## start Passage shown

Laura J. Merrell’s West Dorothy is the perfect palette-cleanser after reading some of our heavier tales. Across three vignettes, it follows the oddball residents and funny happenings at an apartment building on the titular street. It’s amusing, charming, and a whole lot of fun.

Rest Easy by Miranda Seaver has a dark premise: If you woke up one day with the knowledge you were going to die, what would you do? But, premise aside, this is not a doom-and-gloom story. The protagonist Victoria is unexpectedly upbeat as she goes about her final day, and soft notes of humor help relieve some of the sadness. As the story progresses and Victoria’s end draws near, ruminations on life—and the idea of leaving it—are given center-stage before the piece reaches a surprisingly beautiful conclusion.

“Bittersweet” is the word we’d use to describe Adrian Slonaker’s Deadlines, which is about both an ending (the end of high school) and beginning (the promise of college). As we enter a new school year, Deadlines comes at the perfect time, its tale a timeless one to college freshmen and high school seniors everywhere—stunningly relatable despite the fact that Deadlines is set in 1989.

## end Passage shown
## start Stored records

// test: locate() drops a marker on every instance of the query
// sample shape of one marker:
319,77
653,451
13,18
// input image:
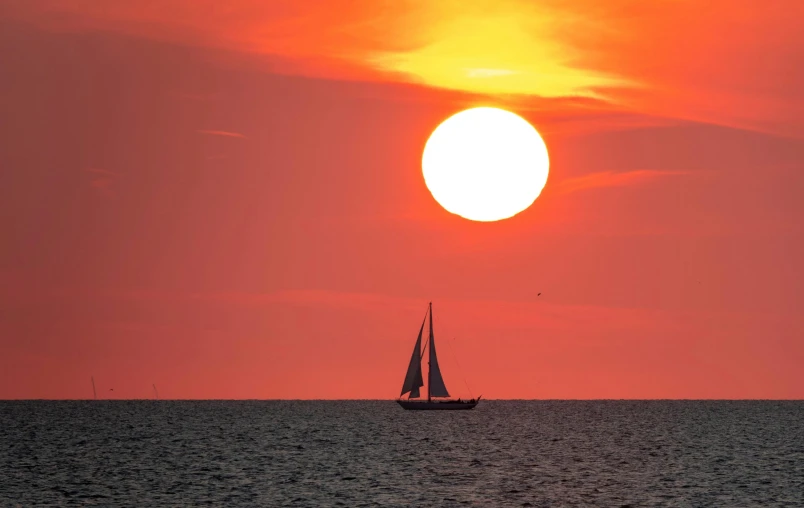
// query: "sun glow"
485,164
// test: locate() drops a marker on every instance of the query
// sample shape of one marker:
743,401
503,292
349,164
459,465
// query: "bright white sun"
485,164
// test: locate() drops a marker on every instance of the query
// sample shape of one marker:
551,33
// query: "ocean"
373,453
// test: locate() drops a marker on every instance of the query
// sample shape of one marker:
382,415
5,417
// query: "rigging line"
455,358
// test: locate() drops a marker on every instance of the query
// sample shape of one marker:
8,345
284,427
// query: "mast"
429,368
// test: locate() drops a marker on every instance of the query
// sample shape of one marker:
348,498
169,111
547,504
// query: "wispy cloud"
614,179
624,53
227,134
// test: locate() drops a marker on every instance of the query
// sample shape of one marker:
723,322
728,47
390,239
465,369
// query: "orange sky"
226,199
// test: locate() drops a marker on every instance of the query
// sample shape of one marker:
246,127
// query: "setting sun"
485,164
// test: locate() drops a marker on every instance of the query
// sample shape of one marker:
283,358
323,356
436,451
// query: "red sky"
226,199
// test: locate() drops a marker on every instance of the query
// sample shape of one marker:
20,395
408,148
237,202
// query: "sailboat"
435,383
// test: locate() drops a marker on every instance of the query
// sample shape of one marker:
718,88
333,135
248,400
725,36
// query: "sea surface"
373,453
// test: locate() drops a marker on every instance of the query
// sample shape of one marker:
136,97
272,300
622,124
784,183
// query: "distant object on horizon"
435,383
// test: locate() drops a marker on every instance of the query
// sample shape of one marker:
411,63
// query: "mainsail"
413,379
436,386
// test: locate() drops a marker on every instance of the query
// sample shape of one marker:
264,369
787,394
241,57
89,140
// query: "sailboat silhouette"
435,382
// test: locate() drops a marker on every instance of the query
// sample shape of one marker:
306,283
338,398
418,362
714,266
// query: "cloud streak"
226,134
625,53
606,179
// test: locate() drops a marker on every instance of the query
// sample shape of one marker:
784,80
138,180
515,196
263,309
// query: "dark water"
606,453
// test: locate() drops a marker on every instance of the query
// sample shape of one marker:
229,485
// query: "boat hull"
447,405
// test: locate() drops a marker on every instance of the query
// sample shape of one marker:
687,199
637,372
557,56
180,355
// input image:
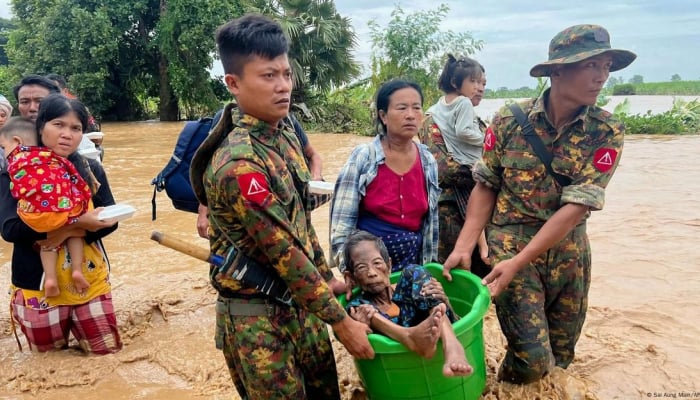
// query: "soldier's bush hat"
579,42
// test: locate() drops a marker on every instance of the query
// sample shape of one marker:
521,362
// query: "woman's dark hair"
456,71
249,35
55,106
383,99
357,237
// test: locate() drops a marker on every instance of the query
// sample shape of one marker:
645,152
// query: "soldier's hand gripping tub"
545,167
251,175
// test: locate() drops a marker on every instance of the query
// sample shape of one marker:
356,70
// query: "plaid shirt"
351,186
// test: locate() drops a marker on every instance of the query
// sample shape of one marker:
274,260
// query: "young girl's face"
63,134
3,117
473,88
9,144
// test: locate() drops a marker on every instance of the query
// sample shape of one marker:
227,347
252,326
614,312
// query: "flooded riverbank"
641,335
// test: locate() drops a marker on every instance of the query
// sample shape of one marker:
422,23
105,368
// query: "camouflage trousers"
451,223
285,354
541,313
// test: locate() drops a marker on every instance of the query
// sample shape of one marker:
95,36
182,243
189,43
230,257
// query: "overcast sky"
664,34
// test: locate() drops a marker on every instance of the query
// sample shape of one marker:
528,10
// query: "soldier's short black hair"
357,237
456,71
35,80
60,81
249,35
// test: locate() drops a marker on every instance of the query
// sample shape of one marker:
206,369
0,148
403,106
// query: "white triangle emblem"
605,159
255,188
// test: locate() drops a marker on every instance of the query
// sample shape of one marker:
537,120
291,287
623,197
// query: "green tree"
413,46
636,79
612,81
321,43
118,54
6,26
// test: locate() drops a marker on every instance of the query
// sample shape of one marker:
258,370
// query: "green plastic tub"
397,373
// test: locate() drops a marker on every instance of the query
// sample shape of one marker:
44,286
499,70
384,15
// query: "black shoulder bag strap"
536,144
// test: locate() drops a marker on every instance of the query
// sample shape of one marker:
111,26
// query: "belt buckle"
271,308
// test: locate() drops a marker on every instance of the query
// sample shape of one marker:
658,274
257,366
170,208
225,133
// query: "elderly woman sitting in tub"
403,313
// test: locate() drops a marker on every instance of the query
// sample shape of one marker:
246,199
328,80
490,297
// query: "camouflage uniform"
456,183
253,179
542,310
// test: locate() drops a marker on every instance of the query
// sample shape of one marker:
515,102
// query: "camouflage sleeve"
488,169
268,231
592,164
319,257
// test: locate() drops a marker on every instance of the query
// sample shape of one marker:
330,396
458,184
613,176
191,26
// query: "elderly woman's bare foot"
81,284
422,338
51,288
456,363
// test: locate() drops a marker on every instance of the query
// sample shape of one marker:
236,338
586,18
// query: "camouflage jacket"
254,180
587,150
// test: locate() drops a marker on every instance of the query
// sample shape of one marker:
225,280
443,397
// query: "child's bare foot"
51,288
456,363
81,284
422,338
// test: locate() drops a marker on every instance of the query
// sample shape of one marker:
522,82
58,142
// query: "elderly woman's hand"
90,221
363,313
433,288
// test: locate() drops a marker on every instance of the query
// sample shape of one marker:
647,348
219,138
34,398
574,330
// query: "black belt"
250,306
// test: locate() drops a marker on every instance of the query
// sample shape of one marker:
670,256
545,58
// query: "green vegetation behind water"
676,88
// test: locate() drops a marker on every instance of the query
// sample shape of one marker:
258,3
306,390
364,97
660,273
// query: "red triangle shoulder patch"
604,159
254,187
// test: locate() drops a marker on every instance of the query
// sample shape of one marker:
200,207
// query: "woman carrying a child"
88,314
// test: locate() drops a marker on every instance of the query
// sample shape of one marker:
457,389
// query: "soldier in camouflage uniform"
537,226
251,174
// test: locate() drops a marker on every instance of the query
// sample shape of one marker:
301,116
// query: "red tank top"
401,200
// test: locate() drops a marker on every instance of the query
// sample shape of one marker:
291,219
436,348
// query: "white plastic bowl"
321,187
117,212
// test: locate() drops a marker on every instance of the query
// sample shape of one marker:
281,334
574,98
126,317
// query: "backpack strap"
185,136
537,145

## end Stored records

> **Short exercise A**:
In the story recommendations, what year is Deadlines set in?
> **Short exercise B**:
Quote the story recommendations word for word from "Rest Easy by" to "surprisingly beautiful conclusion.".

> **Correct result A**:
1989

> **Correct result B**:
Rest Easy by Miranda Seaver has a dark premise: If you woke up one day with the knowledge you were going to die, what would you do? But, premise aside, this is not a doom-and-gloom story. The protagonist Victoria is unexpectedly upbeat as she goes about her final day, and soft notes of humor help relieve some of the sadness. As the story progresses and Victoria’s end draws near, ruminations on life—and the idea of leaving it—are given center-stage before the piece reaches a surprisingly beautiful conclusion.